> _The data_:
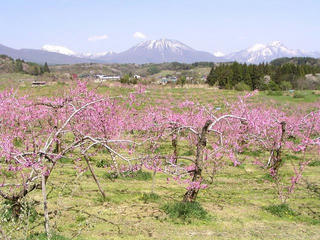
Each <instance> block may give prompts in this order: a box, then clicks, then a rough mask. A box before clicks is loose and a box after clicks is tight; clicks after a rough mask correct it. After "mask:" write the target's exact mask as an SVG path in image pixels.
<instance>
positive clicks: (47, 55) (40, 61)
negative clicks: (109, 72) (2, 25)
mask: <svg viewBox="0 0 320 240" xmlns="http://www.w3.org/2000/svg"><path fill="white" fill-rule="evenodd" d="M0 54H6V55H8V56H10V57H13V58H16V59H17V58H21V59H24V60H26V61H31V62H36V63H41V64H43V63H44V62H47V63H48V64H51V65H52V64H76V63H90V62H99V63H136V64H144V63H164V62H181V63H194V62H227V61H229V62H232V61H237V62H240V63H248V64H258V63H262V62H271V61H272V60H274V59H278V58H283V57H314V58H320V53H319V52H305V51H302V50H293V49H289V48H287V47H286V46H285V45H283V44H282V43H281V42H280V41H273V42H271V43H268V44H261V43H260V44H254V45H253V46H251V47H248V48H246V49H243V50H240V51H236V52H233V53H230V54H223V53H221V52H219V51H217V52H215V53H213V54H212V53H209V52H206V51H199V50H195V49H193V48H191V47H189V46H188V45H186V44H184V43H182V42H180V41H177V40H172V39H164V38H162V39H158V40H147V41H144V42H140V43H138V44H136V45H135V46H133V47H131V48H129V49H128V50H125V51H122V52H119V53H115V52H112V51H109V52H103V53H76V52H74V51H72V50H70V49H68V48H66V47H62V46H56V45H48V44H47V45H44V46H43V47H42V49H13V48H9V47H6V46H4V45H1V44H0Z"/></svg>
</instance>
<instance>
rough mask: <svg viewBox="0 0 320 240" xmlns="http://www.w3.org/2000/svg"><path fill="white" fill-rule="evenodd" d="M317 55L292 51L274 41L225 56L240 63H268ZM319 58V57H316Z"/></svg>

> _Goal of the exercise_: Report each line of the data in which "instance" occurs.

> _Your solution_:
Each <instance> block may give prompts in this order: a box, then clicks, then a rough mask. A box before clicks is loose and a box after clicks is tight; clicks after a rough mask correct it. After "mask:" write the target's exact mask as an SVG path in image pixels.
<instance>
</instance>
<instance>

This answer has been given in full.